Put each line of the material below into a numbered list, skipping any blank lines and leaving the pictures out.

-- start INFORMATION GIVEN --

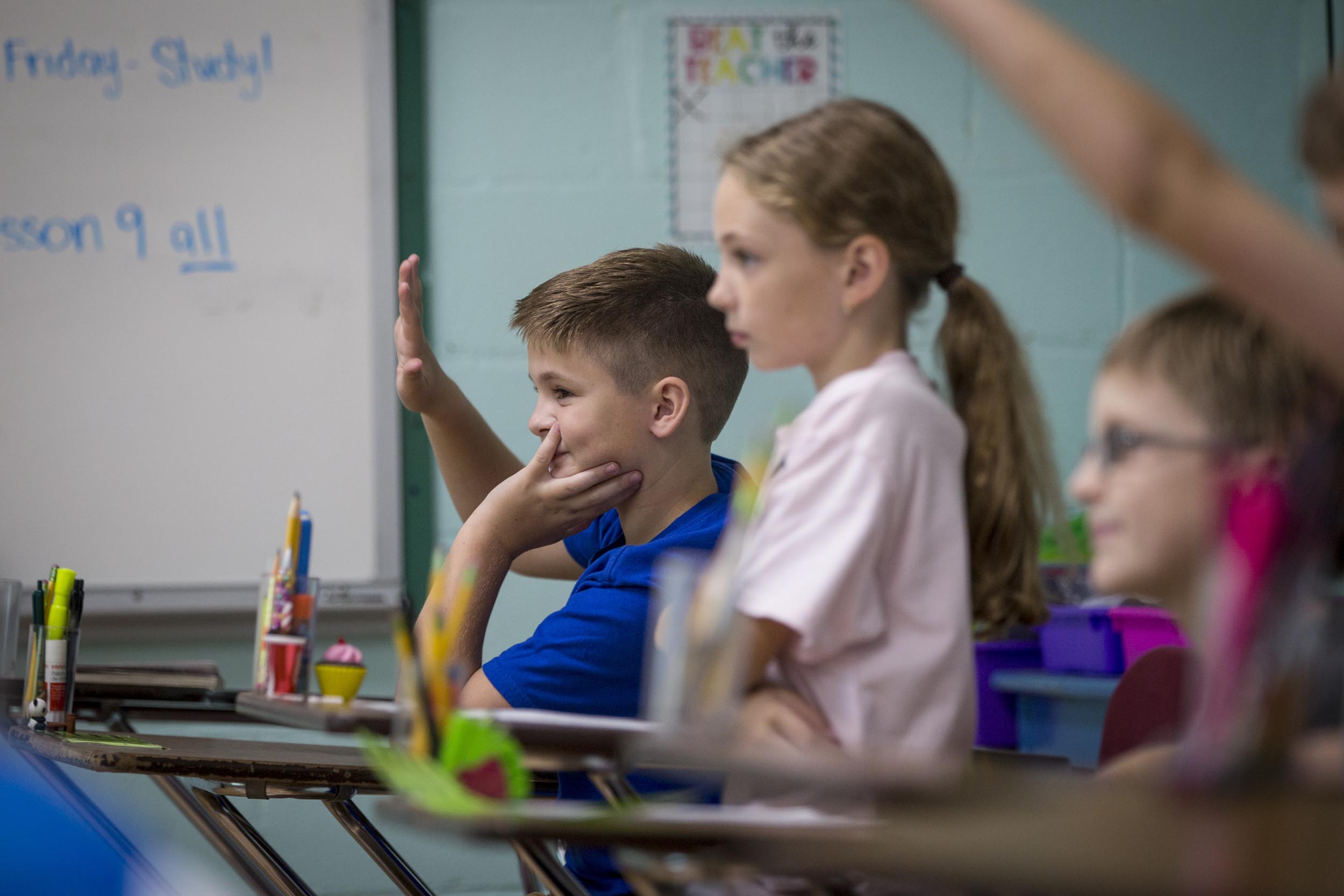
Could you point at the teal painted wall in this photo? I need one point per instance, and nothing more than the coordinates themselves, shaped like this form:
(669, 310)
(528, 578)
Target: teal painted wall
(546, 130)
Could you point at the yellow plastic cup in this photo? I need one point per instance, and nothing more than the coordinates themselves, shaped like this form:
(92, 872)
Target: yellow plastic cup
(338, 680)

-- end INFORMATION GIVEN --

#### FINAL RESULT
1. Could you point at the teal painted wall in this photo? I need one point per instance, and nothing more than the coordinates themselves, shaped like this form:
2. (669, 310)
3. (528, 578)
4. Target: teal painted wall
5. (546, 130)
6. Could you point at the yellow plastic cup in this photo? I need one point per instance, and nothing more than the coordinates themselves, shaped like this form:
7. (92, 872)
8. Target: yellow plastic cup
9. (338, 680)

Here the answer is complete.